**THE INPUT:**
[Begin]
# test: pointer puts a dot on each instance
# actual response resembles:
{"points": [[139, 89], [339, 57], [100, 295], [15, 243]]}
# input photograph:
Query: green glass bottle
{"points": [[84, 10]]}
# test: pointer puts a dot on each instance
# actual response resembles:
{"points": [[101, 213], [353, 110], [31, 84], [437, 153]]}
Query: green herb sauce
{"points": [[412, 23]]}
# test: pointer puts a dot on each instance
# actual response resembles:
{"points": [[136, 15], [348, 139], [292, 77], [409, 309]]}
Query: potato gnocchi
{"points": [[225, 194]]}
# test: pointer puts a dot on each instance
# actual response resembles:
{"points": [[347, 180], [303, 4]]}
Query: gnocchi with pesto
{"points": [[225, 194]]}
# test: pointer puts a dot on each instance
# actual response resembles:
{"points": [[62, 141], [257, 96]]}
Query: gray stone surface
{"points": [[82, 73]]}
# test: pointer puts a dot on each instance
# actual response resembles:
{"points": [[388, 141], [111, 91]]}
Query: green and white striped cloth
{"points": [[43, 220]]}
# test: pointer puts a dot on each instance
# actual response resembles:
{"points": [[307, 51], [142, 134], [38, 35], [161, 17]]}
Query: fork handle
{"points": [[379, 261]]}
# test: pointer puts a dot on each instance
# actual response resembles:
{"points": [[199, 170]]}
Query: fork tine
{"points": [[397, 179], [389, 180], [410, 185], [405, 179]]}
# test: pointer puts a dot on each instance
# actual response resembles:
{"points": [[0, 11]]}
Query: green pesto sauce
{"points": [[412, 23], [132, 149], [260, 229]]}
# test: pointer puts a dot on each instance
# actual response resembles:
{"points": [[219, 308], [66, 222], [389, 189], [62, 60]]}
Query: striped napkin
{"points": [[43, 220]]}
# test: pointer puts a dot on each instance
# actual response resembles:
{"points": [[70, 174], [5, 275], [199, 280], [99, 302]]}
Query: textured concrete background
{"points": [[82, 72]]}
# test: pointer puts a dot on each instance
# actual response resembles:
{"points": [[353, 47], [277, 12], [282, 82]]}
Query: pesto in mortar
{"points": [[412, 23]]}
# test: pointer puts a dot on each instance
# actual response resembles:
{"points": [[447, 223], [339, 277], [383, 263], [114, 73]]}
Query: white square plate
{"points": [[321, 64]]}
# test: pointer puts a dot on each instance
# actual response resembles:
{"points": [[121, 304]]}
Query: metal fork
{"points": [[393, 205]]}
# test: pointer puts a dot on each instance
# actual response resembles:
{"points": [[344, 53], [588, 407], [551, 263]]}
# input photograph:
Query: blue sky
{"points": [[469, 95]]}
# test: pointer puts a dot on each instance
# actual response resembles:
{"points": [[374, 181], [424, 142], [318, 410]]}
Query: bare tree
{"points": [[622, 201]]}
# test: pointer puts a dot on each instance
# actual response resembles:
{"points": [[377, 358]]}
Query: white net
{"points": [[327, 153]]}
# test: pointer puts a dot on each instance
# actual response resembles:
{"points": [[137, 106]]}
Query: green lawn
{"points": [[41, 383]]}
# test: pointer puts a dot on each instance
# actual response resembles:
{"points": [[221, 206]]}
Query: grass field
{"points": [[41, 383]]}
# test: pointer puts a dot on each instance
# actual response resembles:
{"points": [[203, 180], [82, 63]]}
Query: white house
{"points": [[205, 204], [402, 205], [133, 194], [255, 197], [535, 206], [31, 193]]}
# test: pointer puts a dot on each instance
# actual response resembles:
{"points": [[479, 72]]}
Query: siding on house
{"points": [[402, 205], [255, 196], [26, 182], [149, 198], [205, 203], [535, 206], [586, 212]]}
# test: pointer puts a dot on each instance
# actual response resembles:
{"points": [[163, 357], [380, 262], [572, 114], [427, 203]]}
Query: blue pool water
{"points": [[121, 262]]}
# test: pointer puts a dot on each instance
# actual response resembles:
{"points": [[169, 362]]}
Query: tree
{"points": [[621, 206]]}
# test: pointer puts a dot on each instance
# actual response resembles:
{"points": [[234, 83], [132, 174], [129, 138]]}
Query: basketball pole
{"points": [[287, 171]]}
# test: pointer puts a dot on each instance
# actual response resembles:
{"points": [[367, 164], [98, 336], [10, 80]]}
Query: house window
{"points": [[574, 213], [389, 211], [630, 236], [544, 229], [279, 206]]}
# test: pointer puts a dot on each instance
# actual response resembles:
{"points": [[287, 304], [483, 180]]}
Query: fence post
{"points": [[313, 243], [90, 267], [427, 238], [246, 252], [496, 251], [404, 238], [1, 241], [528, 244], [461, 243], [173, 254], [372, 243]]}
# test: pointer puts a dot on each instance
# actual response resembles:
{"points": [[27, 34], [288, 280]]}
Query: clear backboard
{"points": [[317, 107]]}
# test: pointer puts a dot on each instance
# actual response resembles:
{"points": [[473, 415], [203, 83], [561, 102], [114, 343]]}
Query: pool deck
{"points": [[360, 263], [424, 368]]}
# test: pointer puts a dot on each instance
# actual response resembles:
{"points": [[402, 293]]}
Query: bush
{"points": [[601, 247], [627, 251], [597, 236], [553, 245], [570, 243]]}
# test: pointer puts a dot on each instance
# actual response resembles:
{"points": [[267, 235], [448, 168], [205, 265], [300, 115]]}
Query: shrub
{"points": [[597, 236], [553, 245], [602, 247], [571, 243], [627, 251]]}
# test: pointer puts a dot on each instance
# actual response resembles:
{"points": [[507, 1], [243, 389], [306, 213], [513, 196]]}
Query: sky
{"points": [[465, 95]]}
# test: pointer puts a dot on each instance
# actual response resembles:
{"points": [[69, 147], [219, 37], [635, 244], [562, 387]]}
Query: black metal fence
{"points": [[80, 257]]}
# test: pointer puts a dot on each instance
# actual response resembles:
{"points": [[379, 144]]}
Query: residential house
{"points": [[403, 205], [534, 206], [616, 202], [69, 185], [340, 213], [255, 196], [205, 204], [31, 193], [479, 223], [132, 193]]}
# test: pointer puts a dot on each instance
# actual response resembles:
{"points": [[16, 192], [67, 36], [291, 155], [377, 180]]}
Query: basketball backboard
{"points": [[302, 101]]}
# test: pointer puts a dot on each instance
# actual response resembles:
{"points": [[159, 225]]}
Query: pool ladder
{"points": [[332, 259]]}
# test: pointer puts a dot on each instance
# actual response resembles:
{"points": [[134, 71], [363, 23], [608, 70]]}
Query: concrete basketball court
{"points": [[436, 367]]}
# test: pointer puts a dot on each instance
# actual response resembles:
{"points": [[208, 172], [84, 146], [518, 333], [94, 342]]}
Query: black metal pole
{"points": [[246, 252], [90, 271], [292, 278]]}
[End]
**YOUR INSTRUCTIONS:** Pull out every line in the listing above that contains the word "concrete".

**RIGHT ANSWER:**
Query: textured concrete background
Query: concrete basketball court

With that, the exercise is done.